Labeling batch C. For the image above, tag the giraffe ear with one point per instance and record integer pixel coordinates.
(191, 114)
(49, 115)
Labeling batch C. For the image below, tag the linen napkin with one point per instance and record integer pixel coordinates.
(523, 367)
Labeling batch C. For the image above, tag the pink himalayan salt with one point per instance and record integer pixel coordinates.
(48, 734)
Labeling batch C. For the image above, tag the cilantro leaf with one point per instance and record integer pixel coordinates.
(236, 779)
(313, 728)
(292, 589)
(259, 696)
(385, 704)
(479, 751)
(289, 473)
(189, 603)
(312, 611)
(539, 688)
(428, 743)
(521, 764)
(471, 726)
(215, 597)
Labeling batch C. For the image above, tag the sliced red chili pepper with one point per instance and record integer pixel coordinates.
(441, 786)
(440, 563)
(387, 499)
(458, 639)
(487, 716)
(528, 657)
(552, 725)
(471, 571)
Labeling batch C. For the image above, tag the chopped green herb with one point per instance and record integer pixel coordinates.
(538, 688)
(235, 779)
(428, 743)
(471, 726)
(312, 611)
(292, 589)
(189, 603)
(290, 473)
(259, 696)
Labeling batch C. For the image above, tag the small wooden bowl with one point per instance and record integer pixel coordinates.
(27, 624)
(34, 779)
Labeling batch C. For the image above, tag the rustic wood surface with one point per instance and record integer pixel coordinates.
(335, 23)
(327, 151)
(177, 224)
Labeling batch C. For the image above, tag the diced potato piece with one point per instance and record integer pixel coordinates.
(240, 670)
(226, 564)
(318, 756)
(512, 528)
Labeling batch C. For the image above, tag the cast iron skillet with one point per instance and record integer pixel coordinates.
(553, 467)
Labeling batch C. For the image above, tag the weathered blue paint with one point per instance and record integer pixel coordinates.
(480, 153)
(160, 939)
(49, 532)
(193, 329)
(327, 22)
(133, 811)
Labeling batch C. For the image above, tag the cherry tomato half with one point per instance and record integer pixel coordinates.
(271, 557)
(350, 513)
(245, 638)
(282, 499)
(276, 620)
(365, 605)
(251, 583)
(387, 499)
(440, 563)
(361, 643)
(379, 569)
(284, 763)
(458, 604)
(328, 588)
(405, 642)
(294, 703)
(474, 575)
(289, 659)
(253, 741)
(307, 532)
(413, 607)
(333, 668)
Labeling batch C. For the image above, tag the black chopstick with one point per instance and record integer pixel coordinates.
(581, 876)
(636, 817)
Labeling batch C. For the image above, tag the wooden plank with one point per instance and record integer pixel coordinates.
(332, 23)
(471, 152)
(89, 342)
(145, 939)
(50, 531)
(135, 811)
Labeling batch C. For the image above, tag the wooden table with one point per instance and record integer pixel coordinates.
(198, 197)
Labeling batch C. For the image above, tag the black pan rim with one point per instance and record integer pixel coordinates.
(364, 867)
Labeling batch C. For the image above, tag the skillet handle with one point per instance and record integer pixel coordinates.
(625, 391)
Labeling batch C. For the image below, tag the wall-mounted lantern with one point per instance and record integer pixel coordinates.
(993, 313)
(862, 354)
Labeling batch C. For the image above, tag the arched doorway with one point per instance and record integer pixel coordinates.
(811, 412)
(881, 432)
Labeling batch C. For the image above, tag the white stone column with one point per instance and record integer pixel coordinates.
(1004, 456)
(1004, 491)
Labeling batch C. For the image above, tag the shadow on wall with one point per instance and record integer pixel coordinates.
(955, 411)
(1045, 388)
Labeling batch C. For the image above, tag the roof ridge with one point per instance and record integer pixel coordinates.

──────────────────────────────

*TASK DIRECTIONS*
Please change every "Labeling batch C" in the records above to "Labeling batch D" and leave everything else as it is.

*THE RESPONSE*
Labeling batch D. For the image above, tag the giraffe ear with one point per instance and record integer pixel coordinates.
(191, 114)
(49, 115)
Labeling batch D. For the image below, tag the linen napkin with one point per instance and record integer pixel coordinates.
(523, 367)
Labeling batch D. For the image above, tag the pink himalayan salt with one point per instance and record integer pixel coordinates.
(48, 734)
Labeling batch D. For the image above, tag the cilantro leaf with one point per instance and record integer pixel coordinates.
(236, 779)
(313, 728)
(292, 589)
(259, 696)
(385, 704)
(479, 751)
(289, 473)
(189, 603)
(312, 611)
(539, 688)
(428, 743)
(521, 764)
(471, 726)
(215, 597)
Labeling batch D. For the image above, tag the sliced red chili pepper with one point per instance and record integer pixel coordinates.
(441, 786)
(440, 563)
(387, 499)
(458, 639)
(487, 716)
(528, 657)
(552, 725)
(471, 571)
Labeling batch D. For the image above, tag the chopped green herb with one point per instance and record integer pixel coordinates.
(538, 688)
(235, 779)
(428, 743)
(471, 726)
(312, 611)
(292, 589)
(189, 603)
(290, 473)
(259, 696)
Labeling batch D. For the image above, tag the small wooden bowl with one point per instance and record integer pixel coordinates.
(27, 624)
(34, 779)
Labeling batch D. For the image above, tag the rustic wood surface with one point per instance and record integer pixel coordinates.
(335, 23)
(327, 151)
(177, 224)
Labeling batch D. For the image above, tag the diced potato piece with one point per instance and record integer pixel coordinates.
(240, 670)
(226, 564)
(318, 756)
(512, 528)
Labeling batch D. For the image above, tag the cast iron skillet with one point per instance and record integer pixel coordinates.
(553, 467)
Labeling batch D. For the image above, tag the weathered blue paint with one point per instance and record integer pixel coordinates.
(480, 153)
(160, 939)
(49, 532)
(193, 329)
(327, 22)
(133, 811)
Labeling batch D. For the image above, tag the cherry tomato half with one point per instance and record integer pixel coordinates.
(271, 557)
(350, 513)
(245, 638)
(282, 499)
(276, 620)
(365, 605)
(251, 583)
(387, 499)
(440, 563)
(361, 643)
(379, 569)
(284, 763)
(458, 604)
(328, 588)
(405, 642)
(294, 703)
(474, 575)
(289, 659)
(253, 741)
(307, 532)
(413, 607)
(333, 668)
Labeling batch D. For the image above, tag the black chopstick with one point per instance and record integer pixel coordinates.
(581, 876)
(636, 817)
Labeling batch D. For the image above, tag the wooden plank with one point per instance and record integer pixel coordinates.
(332, 23)
(471, 152)
(89, 342)
(145, 939)
(50, 531)
(135, 811)
Labeling batch D. For the image above, tag the wooden table with one point per instance and record integer pixel coordinates.
(198, 197)
Labeling batch D. For the image above, tag the black pan rim with one point per instance and record integer pixel coordinates.
(364, 867)
Labeling batch D. For the image above, tag the skillet handle with one point per instance and record integer pixel coordinates.
(625, 391)
Labeling batch D. For the image below, tag the wall-mounted lantern with one point per instance and record integer pixel coordinates.
(993, 313)
(862, 354)
Labeling batch D. For the image above, tag the arched doorway with one point per instance and record integer pixel coordinates.
(811, 412)
(881, 432)
Labeling batch D. For the image above, tag the white stone column with one point per instance and record integer pixel coordinates.
(1004, 456)
(1004, 491)
Labeling batch D. For the image above, tag the shadow on wall with one point per instance and record integer pixel coordinates.
(955, 411)
(1045, 388)
Labeling batch D. For the image above, tag the roof ridge with one point per instance and record integer pixel coordinates.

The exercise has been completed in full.